[Stated problem]:
Count the lines below that contain the word "woman" and give only that number.

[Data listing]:
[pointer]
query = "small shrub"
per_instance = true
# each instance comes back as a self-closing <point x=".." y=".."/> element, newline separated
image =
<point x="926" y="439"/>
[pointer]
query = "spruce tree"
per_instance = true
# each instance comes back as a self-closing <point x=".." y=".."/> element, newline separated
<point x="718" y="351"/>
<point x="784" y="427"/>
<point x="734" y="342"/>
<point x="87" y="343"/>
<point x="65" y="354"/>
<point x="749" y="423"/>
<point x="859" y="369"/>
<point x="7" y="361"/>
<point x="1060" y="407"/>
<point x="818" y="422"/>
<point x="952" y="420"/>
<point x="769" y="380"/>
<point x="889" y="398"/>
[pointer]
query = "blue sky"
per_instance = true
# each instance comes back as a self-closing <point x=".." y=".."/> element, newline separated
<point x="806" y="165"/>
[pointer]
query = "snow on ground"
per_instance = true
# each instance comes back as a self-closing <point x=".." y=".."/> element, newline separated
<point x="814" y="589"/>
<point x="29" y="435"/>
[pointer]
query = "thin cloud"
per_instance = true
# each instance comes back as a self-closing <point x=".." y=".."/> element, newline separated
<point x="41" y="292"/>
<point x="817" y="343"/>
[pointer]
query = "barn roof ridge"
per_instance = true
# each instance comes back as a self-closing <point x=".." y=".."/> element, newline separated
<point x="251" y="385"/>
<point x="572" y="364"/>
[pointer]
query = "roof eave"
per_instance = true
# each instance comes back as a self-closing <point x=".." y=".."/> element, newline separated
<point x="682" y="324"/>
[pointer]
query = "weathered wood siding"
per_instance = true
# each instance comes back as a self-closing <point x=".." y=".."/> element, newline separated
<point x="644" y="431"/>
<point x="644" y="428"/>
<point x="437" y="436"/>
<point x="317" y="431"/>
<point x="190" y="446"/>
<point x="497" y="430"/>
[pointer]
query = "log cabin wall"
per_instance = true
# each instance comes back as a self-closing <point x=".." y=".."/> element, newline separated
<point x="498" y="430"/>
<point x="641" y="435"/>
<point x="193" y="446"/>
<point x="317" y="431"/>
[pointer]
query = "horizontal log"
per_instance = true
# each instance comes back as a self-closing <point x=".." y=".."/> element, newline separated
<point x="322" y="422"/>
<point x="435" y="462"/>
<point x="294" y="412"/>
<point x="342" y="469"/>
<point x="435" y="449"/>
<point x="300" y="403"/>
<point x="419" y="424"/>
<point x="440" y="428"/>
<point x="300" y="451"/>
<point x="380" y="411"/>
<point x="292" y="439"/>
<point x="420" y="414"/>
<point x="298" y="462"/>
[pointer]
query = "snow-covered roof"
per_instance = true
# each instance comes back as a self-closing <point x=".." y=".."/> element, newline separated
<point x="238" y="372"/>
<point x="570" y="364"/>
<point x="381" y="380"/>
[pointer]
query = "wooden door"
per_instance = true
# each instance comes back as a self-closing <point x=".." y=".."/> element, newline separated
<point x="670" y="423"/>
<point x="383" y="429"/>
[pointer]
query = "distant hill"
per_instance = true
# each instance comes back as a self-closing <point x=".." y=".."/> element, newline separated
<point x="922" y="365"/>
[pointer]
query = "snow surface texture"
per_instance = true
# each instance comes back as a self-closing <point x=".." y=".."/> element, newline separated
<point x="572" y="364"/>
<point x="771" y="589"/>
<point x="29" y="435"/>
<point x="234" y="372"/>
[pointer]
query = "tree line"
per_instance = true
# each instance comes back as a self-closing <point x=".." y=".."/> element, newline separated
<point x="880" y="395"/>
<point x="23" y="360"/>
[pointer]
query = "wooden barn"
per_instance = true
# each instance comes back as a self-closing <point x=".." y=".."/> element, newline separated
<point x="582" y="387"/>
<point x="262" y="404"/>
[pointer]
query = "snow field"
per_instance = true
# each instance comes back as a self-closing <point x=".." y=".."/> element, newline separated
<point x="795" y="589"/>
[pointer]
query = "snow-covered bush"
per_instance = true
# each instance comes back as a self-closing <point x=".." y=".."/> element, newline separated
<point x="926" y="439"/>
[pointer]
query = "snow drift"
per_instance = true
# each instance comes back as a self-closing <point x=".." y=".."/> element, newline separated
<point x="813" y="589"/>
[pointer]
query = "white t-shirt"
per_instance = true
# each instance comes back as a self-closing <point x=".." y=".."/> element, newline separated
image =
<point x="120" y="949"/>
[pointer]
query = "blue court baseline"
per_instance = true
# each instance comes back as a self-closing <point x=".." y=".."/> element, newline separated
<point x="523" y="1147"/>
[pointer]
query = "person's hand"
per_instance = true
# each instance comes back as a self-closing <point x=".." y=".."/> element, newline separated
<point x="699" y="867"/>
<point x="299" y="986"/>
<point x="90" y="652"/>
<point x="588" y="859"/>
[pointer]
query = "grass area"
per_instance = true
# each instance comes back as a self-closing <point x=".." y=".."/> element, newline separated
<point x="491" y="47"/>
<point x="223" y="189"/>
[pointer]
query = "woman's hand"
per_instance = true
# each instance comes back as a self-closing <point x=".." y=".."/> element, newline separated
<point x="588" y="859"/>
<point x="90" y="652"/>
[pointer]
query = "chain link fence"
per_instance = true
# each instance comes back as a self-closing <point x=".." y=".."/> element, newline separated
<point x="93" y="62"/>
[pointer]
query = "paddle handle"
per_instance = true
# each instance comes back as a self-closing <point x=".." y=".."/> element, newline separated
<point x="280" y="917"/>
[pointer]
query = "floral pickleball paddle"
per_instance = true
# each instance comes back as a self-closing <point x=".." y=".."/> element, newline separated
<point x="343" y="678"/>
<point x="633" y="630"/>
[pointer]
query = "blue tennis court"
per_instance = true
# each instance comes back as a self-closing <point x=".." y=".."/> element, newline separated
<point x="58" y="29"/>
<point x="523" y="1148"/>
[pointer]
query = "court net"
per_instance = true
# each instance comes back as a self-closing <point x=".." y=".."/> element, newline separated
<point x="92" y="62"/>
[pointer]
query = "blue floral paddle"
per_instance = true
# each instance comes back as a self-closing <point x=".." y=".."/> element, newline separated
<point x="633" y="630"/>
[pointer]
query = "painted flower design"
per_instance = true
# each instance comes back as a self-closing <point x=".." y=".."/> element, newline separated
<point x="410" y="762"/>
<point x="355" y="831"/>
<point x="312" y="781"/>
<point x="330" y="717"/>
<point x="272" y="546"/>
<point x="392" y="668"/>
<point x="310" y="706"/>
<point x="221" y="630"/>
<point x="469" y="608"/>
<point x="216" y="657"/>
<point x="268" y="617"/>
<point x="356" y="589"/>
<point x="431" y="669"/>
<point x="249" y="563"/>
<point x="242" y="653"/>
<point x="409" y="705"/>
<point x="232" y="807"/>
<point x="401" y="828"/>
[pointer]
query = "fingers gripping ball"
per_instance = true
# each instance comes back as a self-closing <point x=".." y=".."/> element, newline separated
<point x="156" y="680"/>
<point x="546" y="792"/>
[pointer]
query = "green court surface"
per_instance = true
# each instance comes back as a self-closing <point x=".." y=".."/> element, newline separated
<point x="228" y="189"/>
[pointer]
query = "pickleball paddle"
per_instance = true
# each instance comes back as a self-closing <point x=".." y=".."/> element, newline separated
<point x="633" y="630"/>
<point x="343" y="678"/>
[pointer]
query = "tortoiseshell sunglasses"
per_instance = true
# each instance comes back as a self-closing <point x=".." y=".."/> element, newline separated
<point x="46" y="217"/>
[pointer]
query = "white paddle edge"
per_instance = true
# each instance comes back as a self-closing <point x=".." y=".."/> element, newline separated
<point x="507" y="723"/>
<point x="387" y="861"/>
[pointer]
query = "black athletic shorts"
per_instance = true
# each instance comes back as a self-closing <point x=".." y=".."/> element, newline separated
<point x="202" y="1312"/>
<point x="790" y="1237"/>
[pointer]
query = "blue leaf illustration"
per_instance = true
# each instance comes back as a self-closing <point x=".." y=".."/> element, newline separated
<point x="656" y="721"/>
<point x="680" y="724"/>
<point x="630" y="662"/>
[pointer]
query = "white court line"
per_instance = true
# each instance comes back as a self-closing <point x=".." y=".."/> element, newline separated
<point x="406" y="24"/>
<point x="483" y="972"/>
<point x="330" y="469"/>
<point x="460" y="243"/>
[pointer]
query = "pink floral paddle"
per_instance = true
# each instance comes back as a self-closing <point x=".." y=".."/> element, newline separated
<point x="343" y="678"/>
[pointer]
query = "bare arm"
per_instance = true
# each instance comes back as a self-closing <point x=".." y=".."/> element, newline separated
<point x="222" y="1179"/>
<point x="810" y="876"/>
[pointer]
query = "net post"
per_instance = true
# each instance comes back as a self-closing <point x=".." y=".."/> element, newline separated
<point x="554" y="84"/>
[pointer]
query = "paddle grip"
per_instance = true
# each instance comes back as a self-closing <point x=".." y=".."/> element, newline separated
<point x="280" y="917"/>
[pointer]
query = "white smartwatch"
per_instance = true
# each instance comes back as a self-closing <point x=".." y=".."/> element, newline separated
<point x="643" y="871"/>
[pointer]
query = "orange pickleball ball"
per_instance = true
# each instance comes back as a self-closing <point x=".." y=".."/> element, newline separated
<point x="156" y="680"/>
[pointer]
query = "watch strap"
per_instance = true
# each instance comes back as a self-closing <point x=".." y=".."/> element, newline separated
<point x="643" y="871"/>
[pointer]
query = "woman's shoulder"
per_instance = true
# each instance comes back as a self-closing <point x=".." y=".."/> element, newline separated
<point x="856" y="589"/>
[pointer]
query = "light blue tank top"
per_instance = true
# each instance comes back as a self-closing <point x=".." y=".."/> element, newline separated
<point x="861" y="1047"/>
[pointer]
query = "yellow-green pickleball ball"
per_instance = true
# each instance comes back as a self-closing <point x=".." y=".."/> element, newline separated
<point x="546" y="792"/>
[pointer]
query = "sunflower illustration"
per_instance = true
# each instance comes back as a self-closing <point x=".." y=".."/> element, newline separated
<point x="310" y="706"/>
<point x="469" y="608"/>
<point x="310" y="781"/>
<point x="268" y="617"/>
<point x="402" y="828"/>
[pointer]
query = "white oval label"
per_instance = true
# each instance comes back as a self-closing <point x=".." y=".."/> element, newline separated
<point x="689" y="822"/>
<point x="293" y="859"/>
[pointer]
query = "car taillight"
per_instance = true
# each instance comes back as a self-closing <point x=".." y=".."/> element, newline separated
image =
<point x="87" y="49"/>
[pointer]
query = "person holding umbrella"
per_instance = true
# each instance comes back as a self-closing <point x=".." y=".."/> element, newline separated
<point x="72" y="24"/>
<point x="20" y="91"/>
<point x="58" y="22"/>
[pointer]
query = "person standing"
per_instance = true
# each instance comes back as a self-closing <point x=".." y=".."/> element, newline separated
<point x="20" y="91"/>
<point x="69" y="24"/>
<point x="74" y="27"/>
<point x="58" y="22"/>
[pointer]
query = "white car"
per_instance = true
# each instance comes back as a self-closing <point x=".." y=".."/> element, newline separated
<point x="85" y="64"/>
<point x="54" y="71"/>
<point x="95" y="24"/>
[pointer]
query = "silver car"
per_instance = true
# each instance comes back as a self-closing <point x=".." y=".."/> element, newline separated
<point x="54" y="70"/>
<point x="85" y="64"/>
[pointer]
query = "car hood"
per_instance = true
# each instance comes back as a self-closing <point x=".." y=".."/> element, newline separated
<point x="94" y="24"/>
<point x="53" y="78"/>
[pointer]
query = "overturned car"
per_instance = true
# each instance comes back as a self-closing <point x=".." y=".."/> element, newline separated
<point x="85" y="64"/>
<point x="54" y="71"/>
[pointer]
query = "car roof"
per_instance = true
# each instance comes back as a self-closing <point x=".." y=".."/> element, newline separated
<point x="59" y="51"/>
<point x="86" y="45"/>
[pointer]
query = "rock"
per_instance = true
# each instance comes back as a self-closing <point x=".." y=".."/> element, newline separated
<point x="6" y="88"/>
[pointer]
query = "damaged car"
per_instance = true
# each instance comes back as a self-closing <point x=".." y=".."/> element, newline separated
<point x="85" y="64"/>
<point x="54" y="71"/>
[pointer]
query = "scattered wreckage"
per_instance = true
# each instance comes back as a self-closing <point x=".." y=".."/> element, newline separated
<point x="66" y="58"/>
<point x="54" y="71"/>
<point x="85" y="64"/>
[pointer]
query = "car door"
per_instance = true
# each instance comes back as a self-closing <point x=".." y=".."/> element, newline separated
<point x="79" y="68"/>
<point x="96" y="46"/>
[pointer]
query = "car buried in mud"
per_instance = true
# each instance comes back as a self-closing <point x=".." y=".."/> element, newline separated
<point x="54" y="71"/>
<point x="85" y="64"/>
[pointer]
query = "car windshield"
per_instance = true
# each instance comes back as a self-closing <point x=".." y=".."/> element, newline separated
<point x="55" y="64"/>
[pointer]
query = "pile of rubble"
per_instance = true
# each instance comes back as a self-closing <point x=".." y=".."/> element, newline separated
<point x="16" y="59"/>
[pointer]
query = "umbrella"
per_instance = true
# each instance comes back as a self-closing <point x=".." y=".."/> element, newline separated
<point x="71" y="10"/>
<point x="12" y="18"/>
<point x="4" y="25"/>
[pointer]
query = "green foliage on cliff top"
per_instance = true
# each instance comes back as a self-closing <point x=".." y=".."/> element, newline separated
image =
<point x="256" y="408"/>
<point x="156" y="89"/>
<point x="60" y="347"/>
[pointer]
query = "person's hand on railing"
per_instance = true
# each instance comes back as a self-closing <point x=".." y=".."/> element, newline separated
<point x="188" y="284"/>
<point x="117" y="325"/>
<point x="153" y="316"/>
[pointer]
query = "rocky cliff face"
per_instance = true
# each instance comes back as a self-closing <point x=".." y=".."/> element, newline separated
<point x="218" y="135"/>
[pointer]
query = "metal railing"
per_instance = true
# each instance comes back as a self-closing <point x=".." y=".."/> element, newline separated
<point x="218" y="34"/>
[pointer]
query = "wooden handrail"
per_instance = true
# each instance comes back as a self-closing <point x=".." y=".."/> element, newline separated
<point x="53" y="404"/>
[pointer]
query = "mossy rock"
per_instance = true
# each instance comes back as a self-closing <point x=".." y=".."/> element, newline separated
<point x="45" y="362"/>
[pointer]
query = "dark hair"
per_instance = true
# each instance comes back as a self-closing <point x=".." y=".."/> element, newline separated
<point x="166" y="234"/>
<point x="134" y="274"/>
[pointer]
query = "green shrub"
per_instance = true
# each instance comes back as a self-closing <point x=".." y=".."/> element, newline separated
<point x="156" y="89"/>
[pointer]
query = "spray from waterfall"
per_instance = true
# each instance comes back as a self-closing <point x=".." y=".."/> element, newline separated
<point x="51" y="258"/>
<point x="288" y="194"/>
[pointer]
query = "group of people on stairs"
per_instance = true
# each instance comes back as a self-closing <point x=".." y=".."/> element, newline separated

[Answer]:
2